# Passage:
____

By Toby Matthiesen
At
least seven young Shiite Muslims have been shot dead and several dozen wounded
by security forces in Eastern Saudi Arabia in recent months. While details of
the shootings remain unclear, and the ministry of interior claims those shot
were attacking the security forces, mass protests have followed the funerals of
the deceased. These events are only the latest developments in the decades-long
struggle of the Saudi Shiites, which has taken on a new urgency in the context
of 2011's regional uprisings -- but have been largely ignored by mainstream
media.
The
events of the Arab Spring have heightened long-standing tensions in Saudi
Arabia's Eastern Province. Just three days after large-scale protests started
in Bahrain on February 14, 2011, protests began in the Eastern Province, which
is a 30-minute drive across the causeway from Bahrain. Perhaps unsurprisingly,
the Saudi interior ministry vowed to crush the protests with an "Iron
Fist" and has unleashed a media-smear campaign against protests and the
Shiites in general. While protests subsided over the summer, they started again
in October and have become larger ever since, leading to an ever more
heavy-handed response from the security forces.

____

# Collected material:

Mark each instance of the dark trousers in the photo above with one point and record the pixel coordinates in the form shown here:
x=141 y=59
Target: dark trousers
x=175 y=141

____

# Exercises:
- A) In the article on Saudi Shiite protests, how soon after the large-scale protests in Bahrain did protests begin in the Eastern Province?
- B) Turn the paragraph of the article on Saudi Shiite protests that begins "The events of the Arab Spring" into a short bulleted list that keeps its main facts.
- C) Pick up the article on Saudi Shiite protests after its last sentence and keep writing.

# Task-by-task outputs:
- A) Three days later.

- B)
- The Arab Spring heightened long-standing tensions in Saudi Arabia's Eastern Province.
- Protests began there three days after large-scale protests started in Bahrain on February 14, 2011. The province is a 30-minute drive across the causeway from Bahrain.
- The Saudi interior ministry vowed to crush the protests with an "Iron Fist" and launched a media-smear campaign against the protests and Shiites in general.
- Protests subsided over the summer, resumed in October and have grown larger since, drawing an ever more heavy-handed response from the security forces.

- C)
This
repressive response, with distinct rhetorical echoes of Bashar al-Assad's
Syrian regime, poses an awkward challenge to recent Saudi foreign policy. The
protests of the people in the Eastern Province are as legitimate as the
protests in Syria. If Saudi Arabia does not respond to these calls for reform
at home how can it seriously claim to rise to the defense of democracy in
Syria? The crackdown in Saudi Arabia and Bahrain has given the Iranian and
Syrian regime, as well as Shiite political movements in Lebanon and Iraq, a
useful rhetorical gambit to push back against their regional rivals.
The
Eastern Province is home to virtually all of Saudi Arabia's oil and to a
sizeable Shiite minority, estimated at between one and a half and two million
people or around 10 percent of Saudi Arabia's citizen population. The Wahhabi
creed of Sunni Islam that the state sponsors in Saudi Arabia has developed a
special hostility toward the Shiites. Saudi Shiite citizens in turn have long
complained of discrimination in religious practice, government employment, and
business, and overall marginalization.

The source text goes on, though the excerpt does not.